(Collected data entries)
□ □ □ □ □

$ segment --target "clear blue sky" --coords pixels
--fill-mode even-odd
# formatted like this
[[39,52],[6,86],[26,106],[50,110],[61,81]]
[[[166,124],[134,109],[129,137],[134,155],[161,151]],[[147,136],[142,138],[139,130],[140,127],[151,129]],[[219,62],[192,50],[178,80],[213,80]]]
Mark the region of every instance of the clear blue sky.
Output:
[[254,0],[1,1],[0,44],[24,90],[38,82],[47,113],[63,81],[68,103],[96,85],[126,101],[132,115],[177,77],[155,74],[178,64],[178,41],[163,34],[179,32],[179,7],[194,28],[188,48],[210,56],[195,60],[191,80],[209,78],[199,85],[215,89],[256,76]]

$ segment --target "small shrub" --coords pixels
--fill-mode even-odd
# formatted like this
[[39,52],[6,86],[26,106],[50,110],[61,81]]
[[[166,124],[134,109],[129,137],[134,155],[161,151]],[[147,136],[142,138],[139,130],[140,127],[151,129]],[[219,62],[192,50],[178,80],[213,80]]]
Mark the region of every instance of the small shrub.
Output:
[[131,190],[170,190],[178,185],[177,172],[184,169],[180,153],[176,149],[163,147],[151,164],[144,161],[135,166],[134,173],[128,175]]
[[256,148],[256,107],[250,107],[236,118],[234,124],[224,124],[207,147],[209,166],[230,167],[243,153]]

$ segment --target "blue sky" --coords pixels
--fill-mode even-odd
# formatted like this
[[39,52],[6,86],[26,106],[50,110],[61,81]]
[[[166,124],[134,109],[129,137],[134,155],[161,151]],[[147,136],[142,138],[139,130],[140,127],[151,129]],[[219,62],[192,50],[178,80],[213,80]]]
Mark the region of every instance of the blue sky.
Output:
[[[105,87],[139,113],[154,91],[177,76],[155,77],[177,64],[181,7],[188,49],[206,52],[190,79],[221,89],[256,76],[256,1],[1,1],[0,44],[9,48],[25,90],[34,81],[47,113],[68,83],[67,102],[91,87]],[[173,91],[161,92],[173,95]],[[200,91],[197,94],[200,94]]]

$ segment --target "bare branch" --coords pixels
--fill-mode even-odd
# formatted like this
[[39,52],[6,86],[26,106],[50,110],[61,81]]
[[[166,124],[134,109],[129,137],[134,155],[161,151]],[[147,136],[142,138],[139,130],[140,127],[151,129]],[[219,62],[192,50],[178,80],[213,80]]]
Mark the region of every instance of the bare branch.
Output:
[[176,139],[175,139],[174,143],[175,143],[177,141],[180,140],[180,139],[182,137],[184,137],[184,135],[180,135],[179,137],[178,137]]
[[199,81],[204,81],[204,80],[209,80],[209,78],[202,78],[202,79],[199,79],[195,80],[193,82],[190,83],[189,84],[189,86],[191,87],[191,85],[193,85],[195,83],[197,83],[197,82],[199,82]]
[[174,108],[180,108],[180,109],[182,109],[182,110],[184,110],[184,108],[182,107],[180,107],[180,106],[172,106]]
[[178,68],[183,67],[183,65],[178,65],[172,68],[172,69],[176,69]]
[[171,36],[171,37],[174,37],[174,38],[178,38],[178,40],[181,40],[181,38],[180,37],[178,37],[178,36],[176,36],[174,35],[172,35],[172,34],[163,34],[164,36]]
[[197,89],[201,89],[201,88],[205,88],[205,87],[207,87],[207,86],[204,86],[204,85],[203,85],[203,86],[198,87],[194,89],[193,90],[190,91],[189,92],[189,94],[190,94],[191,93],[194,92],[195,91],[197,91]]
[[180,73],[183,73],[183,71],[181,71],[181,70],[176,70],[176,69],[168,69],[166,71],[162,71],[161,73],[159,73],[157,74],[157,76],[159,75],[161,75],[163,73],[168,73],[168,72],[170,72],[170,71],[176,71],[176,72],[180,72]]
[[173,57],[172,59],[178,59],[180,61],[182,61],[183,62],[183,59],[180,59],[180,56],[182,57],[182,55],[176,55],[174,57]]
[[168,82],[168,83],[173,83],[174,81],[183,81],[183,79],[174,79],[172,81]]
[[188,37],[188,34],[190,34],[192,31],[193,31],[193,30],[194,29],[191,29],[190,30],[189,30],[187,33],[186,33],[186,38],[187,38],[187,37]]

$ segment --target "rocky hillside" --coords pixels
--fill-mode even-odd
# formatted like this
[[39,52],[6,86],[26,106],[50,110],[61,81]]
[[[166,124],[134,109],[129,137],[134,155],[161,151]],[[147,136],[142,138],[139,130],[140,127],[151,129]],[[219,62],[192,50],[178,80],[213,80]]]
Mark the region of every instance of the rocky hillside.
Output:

□ □ □ □ □

Task >> Nothing should be left out: repeat all of the data exactly.

Answer to this problem >>
$ segment --target "clear blue sky" --coords pixels
--fill-mode even-odd
# formatted like this
[[39,52],[6,86],[26,106],[50,110],[61,81]]
[[[166,124],[134,109],[129,137],[134,155],[161,151]],[[147,136],[142,138],[139,130],[140,127],[151,129]],[[219,62],[192,50],[178,80],[213,80]]]
Mark the region of every instance of the clear blue sky.
Output:
[[254,0],[1,1],[0,44],[24,90],[38,82],[47,113],[63,81],[68,103],[96,85],[126,101],[132,115],[177,77],[155,74],[178,64],[178,41],[163,34],[179,32],[179,7],[194,28],[188,48],[210,56],[195,60],[191,80],[209,78],[199,85],[215,89],[256,76]]

$ segment --target "small shrub" --coords pixels
--fill-mode even-odd
# formatted like this
[[39,52],[6,86],[26,106],[50,110],[61,81]]
[[[166,124],[134,109],[129,137],[134,155],[161,151]],[[147,136],[142,138],[139,130],[140,127],[151,129]],[[219,62],[192,50],[178,80],[213,80]]]
Mark the region of every instance of the small shrub.
Output:
[[131,190],[170,190],[178,185],[177,172],[184,169],[180,153],[176,149],[163,147],[151,164],[144,161],[135,166],[134,173],[128,175]]
[[256,148],[256,107],[250,107],[236,118],[234,124],[224,124],[207,147],[209,166],[230,167],[243,153]]

$ segment --target "blue sky" --coords pixels
--fill-mode even-odd
# formatted like this
[[39,52],[6,86],[26,106],[50,110],[61,81]]
[[[166,124],[134,109],[129,137],[134,155],[161,151]],[[147,136],[142,138],[139,130],[140,127],[151,129]],[[219,62],[192,50],[178,80],[213,80]]]
Mark the region of every instance of the blue sky.
Output:
[[[105,87],[139,113],[154,91],[177,76],[155,77],[177,64],[181,7],[188,49],[206,52],[190,79],[221,89],[256,76],[256,1],[1,1],[0,44],[9,48],[25,90],[34,81],[47,113],[68,83],[67,102],[91,87]],[[173,91],[161,92],[173,95]],[[200,91],[197,94],[200,94]]]

$ segment --target "bare branch" --coords pixels
--fill-mode even-odd
# formatted like this
[[39,52],[6,86],[26,106],[50,110],[61,81]]
[[[166,124],[134,109],[129,137],[134,155],[161,151]],[[147,136],[142,138],[139,130],[140,127],[151,129]],[[219,62],[192,50],[178,80],[213,80]]]
Mark the region of every instance of the bare branch.
Output:
[[176,139],[175,139],[174,143],[175,143],[177,141],[180,140],[180,139],[182,137],[184,137],[184,135],[180,135],[179,137],[178,137]]
[[199,81],[204,81],[204,80],[209,80],[209,78],[202,78],[202,79],[199,79],[195,80],[193,82],[190,83],[189,84],[189,86],[191,87],[191,85],[193,85],[195,83],[197,83],[197,82],[199,82]]
[[174,108],[180,108],[180,109],[182,109],[182,110],[184,110],[184,108],[182,107],[180,107],[180,106],[172,106]]
[[178,68],[183,67],[183,65],[178,65],[172,68],[172,69],[176,69]]
[[171,36],[171,37],[174,37],[174,38],[178,38],[178,40],[181,40],[181,38],[180,37],[178,37],[178,36],[176,36],[174,35],[172,35],[172,34],[163,34],[164,36]]
[[197,89],[201,89],[201,88],[205,88],[205,87],[207,87],[207,86],[204,86],[204,85],[203,85],[203,86],[198,87],[194,89],[193,90],[190,91],[189,92],[189,94],[190,94],[191,93],[194,92],[195,91],[197,91]]
[[180,73],[183,73],[183,71],[181,71],[181,70],[176,70],[176,69],[168,69],[166,71],[162,71],[161,73],[159,73],[157,74],[157,76],[159,75],[161,75],[163,73],[168,73],[168,72],[170,72],[170,71],[176,71],[176,72],[180,72]]
[[173,57],[172,59],[178,59],[180,61],[182,61],[183,62],[183,59],[180,59],[180,56],[182,57],[182,55],[176,55],[174,57]]
[[168,82],[168,83],[173,83],[174,81],[183,81],[183,79],[174,79],[172,81]]
[[188,37],[188,34],[190,34],[192,31],[193,31],[193,30],[194,29],[191,29],[190,30],[189,30],[187,33],[186,33],[186,38],[187,38],[187,37]]

$ segment --target "rocky hillside" --coords pixels
--fill-mode even-odd
# formatted like this
[[39,52],[6,86],[26,106],[50,110],[61,81]]
[[[166,124],[134,109],[129,137],[134,155],[161,151]],[[147,136],[142,138],[139,130],[140,127],[151,129]],[[219,62],[192,50],[178,80],[213,80]]]
Mark the region of every instance of the rocky hillside.
Output:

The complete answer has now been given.